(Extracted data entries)

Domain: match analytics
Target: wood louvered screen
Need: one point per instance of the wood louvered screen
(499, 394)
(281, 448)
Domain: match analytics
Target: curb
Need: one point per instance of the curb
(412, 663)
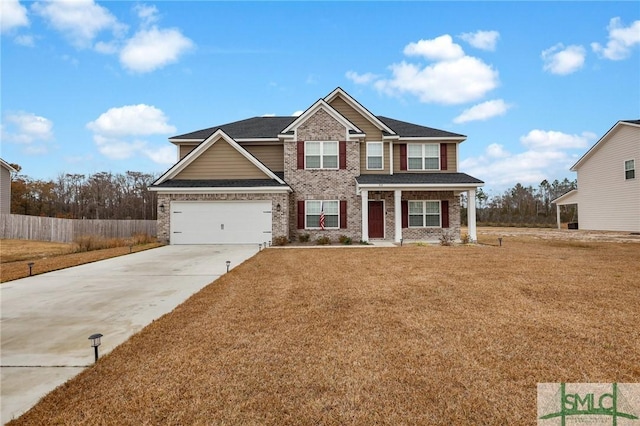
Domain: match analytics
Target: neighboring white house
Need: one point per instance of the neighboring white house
(608, 194)
(5, 186)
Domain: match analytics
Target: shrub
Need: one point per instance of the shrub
(280, 241)
(304, 238)
(323, 241)
(343, 239)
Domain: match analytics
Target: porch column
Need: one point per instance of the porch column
(364, 194)
(397, 197)
(471, 214)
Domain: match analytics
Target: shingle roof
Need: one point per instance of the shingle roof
(404, 129)
(418, 178)
(271, 127)
(219, 183)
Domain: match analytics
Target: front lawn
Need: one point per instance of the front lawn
(410, 335)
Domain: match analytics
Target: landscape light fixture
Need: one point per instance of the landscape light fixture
(95, 342)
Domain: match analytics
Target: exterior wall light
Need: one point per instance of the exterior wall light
(95, 342)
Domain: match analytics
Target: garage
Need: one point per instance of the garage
(220, 222)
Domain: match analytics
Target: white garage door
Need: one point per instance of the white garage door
(222, 222)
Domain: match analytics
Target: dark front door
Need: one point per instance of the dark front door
(376, 219)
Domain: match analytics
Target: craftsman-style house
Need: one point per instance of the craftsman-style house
(335, 170)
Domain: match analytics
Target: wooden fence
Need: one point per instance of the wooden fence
(15, 226)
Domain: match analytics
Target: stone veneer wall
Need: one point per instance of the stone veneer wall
(323, 184)
(279, 225)
(421, 234)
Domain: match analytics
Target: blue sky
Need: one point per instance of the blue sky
(100, 86)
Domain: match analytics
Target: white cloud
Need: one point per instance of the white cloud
(26, 128)
(621, 40)
(138, 119)
(563, 60)
(12, 15)
(117, 132)
(546, 154)
(485, 40)
(483, 111)
(440, 49)
(448, 82)
(79, 20)
(452, 77)
(360, 78)
(154, 48)
(549, 139)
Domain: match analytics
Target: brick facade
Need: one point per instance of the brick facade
(323, 184)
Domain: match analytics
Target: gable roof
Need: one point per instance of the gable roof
(318, 105)
(602, 141)
(208, 142)
(7, 166)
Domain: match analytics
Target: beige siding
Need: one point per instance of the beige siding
(221, 161)
(185, 149)
(5, 190)
(271, 156)
(372, 132)
(452, 152)
(606, 201)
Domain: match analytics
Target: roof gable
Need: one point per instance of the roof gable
(202, 150)
(321, 104)
(339, 93)
(607, 136)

▶ [TASK TO CARRY OUT]: Each entry shown above must be quoted exactly, with its pictures left out.

▶ [COMPLETE OUTPUT]:
Domain: match analytics
Target: wood louvered screen
Need: one point per instance of the wood louvered screen
(499, 394)
(281, 448)
Domain: match analytics
Target: curb
Need: one point per instance of the curb
(412, 663)
Domain: match analytics
Target: neighboring white house
Need: one point per instance of the neighboring white house
(608, 194)
(5, 186)
Domain: match analytics
Target: shrub
Need: one point per instance of the shrub
(280, 241)
(304, 238)
(323, 241)
(343, 239)
Domain: match analytics
Target: porch column
Need: one point per instance of the porch column
(364, 194)
(397, 197)
(471, 214)
Domain: match analytics
Target: shingle roof
Need: one point per instance of the shingle roof
(404, 129)
(418, 178)
(271, 127)
(219, 183)
Domain: match analytics
Target: front lawn
Need: one point per instance of the front lawn
(410, 335)
Domain: match analytics
Target: landscape light fixture
Need: one point per instance of the landscape light fixture
(95, 342)
Domain: match analytics
Target: exterior wall light
Need: one point per instance of the exterior wall light
(95, 342)
Domain: match analytics
Target: garage
Need: one point per instance of the garage
(220, 222)
Domain: match analytics
Target: white garage door
Need: one point per instance of the white garage door
(222, 222)
Domain: match analytics
Target: dark front door
Need: one point per instance of the dark front door
(376, 219)
Domain: match analytics
Target: craftsman-style house
Need: one point per instance of the craftsman-style house
(335, 170)
Domain: match analytics
Target: wooden fence
Need: one point per instance of the wooden fence
(15, 226)
Domain: match analytics
Target: stone veneer wall
Need: one point per instance of the stone veneer wall
(323, 184)
(279, 225)
(421, 234)
Domain: match analytics
Target: blue sky
Need: one point per instance of the blue sky
(100, 86)
Domain: match analytics
Target: white cloud
Need: one point per instance of the white cloud
(26, 128)
(621, 40)
(138, 119)
(563, 60)
(12, 15)
(117, 132)
(546, 154)
(485, 40)
(483, 111)
(440, 49)
(448, 82)
(79, 20)
(452, 77)
(360, 78)
(154, 48)
(549, 139)
Domain: match analytics
Target: brick facade
Need: one point per instance of the brick facade
(323, 184)
Domain: match analytics
Target: gable roof
Need: one point per instance of the gable roof
(318, 105)
(602, 141)
(208, 142)
(7, 166)
Domain: match analytics
Target: beige siding
Need: one point per instance of the beige siding
(221, 161)
(185, 149)
(5, 190)
(271, 156)
(372, 132)
(452, 152)
(606, 201)
Domain: match analytics
Target: roof gable
Need: one point per instance of the roof gable
(202, 150)
(321, 104)
(339, 93)
(607, 136)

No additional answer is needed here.